**What the task asks:** In the forum post, what does the writer offer to provide at their own expense as a back bencher?

**Excerpt to read:**
13th August 2011, 11:08
The present Government doesn't seem to be getting much right this weather, so perhaps they need a rest.

Now, the other week, my Right Honourable Friend, The Joker, suggested that we need look no further that the Houses of Parliament to find Haverers in large number. We could take that one step further, and using the vast amount of wisdom on this forum, we could take over the government of the country.

I would like to be a back bencher, so that I will have plenty of space to lie down for my nap. I will provide my own duvet and pillow, at my own expense, so as not to fall into the trap of expenses fiddling. However, I would like to make some suggestions for your consideration:

Firstly, and very importantly, we should repeal that Act which forbids smoking in public places. Every restaurant, bar, bus, train and any other place where people gather, should be compelled to provide comfortable surroundings for the smoker. This can be built in such a manner that the non smokers are not inconvenienced. Table top intercoms should be provided so that persons on either side of the dividing wall can communicate with each other, thereby not interfering with conversation.

**Point-based annotation data:**

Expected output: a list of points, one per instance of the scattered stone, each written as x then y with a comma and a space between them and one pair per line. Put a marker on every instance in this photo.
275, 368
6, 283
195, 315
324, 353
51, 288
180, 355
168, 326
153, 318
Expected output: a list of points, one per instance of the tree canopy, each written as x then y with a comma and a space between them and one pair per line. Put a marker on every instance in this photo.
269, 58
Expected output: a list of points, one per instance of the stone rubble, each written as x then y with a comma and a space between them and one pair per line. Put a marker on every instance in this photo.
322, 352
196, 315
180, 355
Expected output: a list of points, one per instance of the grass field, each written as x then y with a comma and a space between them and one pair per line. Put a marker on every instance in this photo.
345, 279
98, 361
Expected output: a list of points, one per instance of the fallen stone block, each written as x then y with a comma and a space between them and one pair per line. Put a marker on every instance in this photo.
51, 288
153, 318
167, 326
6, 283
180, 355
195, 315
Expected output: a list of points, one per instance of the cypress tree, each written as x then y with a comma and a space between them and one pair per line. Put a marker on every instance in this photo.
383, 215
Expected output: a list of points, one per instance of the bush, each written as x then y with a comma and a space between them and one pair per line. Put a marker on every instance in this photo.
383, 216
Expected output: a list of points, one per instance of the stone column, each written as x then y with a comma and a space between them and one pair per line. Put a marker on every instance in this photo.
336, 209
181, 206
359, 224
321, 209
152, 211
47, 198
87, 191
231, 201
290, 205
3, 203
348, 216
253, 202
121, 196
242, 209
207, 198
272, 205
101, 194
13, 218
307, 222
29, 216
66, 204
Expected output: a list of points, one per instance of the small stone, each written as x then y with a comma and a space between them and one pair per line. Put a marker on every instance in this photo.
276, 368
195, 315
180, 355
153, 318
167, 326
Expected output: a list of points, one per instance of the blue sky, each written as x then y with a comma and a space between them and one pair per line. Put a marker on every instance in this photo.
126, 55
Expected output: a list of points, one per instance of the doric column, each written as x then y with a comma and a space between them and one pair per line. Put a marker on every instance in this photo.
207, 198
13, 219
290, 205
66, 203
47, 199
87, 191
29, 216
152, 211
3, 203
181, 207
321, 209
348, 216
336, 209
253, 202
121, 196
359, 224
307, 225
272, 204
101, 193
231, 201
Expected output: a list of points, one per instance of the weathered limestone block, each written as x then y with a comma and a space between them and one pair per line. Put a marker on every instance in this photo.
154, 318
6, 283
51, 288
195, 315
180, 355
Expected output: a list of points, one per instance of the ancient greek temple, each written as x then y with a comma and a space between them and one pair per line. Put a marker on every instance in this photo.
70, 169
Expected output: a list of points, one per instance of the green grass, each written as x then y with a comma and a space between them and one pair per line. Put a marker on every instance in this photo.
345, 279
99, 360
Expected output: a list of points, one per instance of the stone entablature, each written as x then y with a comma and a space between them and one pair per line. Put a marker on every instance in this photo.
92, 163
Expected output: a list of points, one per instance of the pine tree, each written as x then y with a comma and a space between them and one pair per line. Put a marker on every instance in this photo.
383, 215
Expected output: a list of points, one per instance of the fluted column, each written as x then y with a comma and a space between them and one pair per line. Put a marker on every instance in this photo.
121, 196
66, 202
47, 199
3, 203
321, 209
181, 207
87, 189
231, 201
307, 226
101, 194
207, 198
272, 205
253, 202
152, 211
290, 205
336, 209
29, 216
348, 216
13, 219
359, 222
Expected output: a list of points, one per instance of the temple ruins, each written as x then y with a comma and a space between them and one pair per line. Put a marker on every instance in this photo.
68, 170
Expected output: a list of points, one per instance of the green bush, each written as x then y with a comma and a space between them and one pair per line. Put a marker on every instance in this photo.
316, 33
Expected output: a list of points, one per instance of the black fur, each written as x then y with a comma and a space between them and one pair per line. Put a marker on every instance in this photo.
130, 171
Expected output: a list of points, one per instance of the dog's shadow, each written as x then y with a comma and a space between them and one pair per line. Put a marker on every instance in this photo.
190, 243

**Response below:** Their own duvet and pillow.